* Exercise details *
Given the records below, would you repeat exactly the lines that begin at the one containing "Need: x and y for each instance of the white window" and end at the one containing "Target: white wall outlet", inclusive?

* Material to process *

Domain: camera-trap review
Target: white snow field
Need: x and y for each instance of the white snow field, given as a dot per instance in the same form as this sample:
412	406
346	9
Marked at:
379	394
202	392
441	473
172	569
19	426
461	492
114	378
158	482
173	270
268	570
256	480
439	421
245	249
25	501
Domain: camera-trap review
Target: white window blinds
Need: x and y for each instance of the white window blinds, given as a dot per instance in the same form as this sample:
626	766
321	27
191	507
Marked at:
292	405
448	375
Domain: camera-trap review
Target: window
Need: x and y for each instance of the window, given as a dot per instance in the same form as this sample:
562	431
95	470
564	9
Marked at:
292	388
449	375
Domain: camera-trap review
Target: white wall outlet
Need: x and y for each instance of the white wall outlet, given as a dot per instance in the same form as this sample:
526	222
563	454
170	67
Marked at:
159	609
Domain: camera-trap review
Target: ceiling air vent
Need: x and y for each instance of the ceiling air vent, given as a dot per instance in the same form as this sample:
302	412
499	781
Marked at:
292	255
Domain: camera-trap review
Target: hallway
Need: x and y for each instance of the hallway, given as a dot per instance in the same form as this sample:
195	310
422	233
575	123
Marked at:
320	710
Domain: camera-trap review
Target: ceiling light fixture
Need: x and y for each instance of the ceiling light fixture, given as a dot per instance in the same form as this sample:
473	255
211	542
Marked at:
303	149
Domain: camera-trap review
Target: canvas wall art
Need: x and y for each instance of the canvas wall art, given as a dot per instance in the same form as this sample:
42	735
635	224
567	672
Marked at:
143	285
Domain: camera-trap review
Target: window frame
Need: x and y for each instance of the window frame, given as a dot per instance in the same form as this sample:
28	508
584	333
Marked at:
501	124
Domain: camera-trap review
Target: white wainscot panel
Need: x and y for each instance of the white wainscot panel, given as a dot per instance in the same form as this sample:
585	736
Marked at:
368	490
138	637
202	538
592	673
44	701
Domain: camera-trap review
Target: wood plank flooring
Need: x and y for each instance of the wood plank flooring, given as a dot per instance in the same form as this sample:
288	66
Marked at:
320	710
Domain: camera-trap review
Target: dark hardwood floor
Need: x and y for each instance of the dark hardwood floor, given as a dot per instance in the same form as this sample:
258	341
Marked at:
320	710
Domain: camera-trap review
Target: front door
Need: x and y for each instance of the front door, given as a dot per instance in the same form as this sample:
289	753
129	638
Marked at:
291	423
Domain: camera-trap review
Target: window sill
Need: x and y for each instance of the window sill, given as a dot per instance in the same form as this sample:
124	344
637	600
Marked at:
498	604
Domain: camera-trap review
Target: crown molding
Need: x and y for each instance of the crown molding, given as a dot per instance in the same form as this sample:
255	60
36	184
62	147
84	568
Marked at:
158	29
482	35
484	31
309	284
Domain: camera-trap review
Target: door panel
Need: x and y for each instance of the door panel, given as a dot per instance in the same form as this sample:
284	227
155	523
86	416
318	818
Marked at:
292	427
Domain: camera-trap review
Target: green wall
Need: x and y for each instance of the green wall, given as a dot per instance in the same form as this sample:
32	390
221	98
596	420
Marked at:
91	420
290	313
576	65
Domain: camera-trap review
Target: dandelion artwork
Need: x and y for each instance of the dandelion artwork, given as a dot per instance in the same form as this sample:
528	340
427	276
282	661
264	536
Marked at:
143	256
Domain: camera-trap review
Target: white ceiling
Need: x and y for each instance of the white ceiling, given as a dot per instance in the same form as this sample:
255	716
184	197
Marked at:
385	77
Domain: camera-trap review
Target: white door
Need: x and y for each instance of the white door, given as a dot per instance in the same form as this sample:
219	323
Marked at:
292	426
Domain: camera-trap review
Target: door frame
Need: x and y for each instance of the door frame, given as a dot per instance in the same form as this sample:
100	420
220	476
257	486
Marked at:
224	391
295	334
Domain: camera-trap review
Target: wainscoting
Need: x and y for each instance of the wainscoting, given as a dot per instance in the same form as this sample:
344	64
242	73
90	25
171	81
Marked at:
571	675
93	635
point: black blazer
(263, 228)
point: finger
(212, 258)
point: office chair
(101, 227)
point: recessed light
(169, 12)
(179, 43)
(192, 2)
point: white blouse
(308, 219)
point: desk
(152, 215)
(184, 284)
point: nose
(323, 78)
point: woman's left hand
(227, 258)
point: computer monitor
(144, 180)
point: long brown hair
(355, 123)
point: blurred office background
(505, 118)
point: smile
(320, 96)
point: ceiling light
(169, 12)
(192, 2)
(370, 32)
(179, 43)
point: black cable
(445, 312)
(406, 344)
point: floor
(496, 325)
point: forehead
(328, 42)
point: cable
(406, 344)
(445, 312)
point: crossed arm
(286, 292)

* Task output *
Need: x and y for each instance of the white window blinds, given as a dot per instance in the same form as this sample:
626	766
321	27
191	507
Marked at:
292	405
448	375
Domain: camera-trap review
Target: window
Need: x and y for each instance of the window, given as a dot per instance in the same form as this sample:
562	431
95	470
564	9
Marked at:
292	388
449	375
Domain: camera-trap review
Target: white wall outlet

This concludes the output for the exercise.